▶ [TASK DETAILS]:
Would you copy only the lines below, beginning with the one that contains "man in black" and running through the last entry line?

▶ [TASK DATA]:
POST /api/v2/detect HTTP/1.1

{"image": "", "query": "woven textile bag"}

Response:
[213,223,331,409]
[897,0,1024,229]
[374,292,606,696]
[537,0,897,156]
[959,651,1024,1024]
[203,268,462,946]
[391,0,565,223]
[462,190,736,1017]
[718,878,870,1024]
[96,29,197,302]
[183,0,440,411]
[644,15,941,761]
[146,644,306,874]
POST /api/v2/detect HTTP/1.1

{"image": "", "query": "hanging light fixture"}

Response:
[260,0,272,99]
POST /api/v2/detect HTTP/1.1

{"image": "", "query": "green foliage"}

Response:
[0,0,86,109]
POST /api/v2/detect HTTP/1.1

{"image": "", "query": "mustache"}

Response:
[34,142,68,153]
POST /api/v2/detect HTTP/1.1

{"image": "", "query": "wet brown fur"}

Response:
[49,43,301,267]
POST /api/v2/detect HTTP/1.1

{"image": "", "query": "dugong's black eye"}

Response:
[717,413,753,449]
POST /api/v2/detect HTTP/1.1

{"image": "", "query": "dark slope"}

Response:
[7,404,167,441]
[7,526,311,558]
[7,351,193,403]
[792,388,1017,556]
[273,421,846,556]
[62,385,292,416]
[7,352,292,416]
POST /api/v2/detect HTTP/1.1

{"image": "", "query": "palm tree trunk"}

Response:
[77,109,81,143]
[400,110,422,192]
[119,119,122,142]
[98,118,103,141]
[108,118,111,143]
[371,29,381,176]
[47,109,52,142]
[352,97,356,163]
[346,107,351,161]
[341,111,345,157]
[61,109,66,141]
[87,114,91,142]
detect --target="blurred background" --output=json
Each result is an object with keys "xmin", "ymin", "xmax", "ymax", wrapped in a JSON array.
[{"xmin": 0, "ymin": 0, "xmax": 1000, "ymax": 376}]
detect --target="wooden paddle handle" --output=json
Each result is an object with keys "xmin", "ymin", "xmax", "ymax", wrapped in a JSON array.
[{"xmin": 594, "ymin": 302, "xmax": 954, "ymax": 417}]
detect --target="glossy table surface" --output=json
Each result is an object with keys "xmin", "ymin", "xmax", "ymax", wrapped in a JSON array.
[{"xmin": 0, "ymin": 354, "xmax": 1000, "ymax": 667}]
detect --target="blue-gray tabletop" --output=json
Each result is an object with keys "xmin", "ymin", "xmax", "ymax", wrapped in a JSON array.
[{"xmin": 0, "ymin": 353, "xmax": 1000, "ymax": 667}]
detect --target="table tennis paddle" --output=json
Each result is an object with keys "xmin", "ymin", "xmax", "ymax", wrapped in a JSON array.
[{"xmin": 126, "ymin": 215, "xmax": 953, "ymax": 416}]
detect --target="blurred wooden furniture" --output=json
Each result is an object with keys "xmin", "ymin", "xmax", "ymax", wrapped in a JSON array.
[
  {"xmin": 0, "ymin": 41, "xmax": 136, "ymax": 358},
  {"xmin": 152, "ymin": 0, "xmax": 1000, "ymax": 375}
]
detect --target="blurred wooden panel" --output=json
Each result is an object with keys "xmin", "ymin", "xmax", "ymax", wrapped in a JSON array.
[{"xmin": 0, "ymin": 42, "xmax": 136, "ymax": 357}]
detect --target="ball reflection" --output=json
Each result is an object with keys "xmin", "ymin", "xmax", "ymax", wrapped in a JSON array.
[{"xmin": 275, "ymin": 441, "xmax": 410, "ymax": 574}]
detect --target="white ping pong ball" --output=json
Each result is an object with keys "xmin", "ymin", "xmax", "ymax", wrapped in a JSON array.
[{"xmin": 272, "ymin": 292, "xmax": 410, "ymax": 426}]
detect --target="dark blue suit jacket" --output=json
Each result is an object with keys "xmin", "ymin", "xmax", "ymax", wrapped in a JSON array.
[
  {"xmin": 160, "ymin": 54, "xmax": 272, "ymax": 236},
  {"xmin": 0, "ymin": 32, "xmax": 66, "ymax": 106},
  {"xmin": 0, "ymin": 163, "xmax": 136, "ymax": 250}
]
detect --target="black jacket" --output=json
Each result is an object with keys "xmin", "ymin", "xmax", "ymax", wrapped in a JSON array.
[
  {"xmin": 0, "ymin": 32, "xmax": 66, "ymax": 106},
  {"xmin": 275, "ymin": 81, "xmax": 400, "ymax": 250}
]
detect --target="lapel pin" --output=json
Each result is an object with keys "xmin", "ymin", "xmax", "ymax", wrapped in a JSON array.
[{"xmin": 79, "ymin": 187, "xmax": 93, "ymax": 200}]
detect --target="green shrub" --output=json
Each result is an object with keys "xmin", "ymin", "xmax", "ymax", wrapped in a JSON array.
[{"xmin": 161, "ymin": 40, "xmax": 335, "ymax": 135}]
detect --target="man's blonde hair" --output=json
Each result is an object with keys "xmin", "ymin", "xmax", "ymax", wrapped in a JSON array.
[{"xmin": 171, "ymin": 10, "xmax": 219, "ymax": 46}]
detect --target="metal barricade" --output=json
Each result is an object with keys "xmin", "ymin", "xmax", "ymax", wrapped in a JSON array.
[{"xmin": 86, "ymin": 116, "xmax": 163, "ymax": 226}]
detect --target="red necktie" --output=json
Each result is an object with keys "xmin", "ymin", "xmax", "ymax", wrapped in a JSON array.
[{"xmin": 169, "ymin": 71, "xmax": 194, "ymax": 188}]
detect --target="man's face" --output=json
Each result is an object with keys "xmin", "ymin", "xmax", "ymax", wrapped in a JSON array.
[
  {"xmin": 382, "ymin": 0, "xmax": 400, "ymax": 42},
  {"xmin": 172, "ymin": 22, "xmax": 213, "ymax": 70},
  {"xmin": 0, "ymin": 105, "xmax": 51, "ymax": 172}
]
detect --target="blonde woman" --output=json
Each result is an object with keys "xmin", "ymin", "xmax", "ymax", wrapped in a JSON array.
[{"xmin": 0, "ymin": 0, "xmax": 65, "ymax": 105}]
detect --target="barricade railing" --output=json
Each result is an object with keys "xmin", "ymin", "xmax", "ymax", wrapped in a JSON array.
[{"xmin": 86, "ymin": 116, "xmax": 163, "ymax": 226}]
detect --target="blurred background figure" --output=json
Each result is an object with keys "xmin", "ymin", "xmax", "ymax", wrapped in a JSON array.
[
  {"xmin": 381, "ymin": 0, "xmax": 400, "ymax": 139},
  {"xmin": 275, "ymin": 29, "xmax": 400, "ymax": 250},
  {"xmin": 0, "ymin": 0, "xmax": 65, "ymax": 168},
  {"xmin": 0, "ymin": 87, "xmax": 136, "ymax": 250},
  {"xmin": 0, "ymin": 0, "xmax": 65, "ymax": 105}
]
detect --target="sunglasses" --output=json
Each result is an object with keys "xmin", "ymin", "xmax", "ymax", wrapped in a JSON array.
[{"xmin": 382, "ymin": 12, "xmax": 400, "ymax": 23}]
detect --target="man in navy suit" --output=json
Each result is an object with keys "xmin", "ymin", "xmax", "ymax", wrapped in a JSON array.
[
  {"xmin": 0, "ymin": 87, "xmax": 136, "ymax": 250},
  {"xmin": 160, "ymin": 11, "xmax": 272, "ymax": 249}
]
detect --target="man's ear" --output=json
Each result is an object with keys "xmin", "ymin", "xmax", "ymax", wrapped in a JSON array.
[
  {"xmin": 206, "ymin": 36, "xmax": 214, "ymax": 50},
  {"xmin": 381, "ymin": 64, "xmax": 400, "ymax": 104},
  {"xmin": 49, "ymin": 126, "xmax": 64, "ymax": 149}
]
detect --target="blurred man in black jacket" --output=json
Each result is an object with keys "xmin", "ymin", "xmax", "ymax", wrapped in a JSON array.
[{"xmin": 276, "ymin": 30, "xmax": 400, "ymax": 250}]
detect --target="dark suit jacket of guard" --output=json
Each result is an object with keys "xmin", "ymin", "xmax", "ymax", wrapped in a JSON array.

▶ [WRITTEN SOLUTION]:
detect --target="blurred man in black jacket" --output=json
Each result is an object with keys "xmin", "ymin", "xmax", "ymax", wrapped in a JSON array.
[{"xmin": 276, "ymin": 30, "xmax": 400, "ymax": 250}]
detect --target="dark suit jacket of guard" --output=json
Each result is an object with keys "xmin", "ymin", "xmax", "ymax", wrapped in a JSON array.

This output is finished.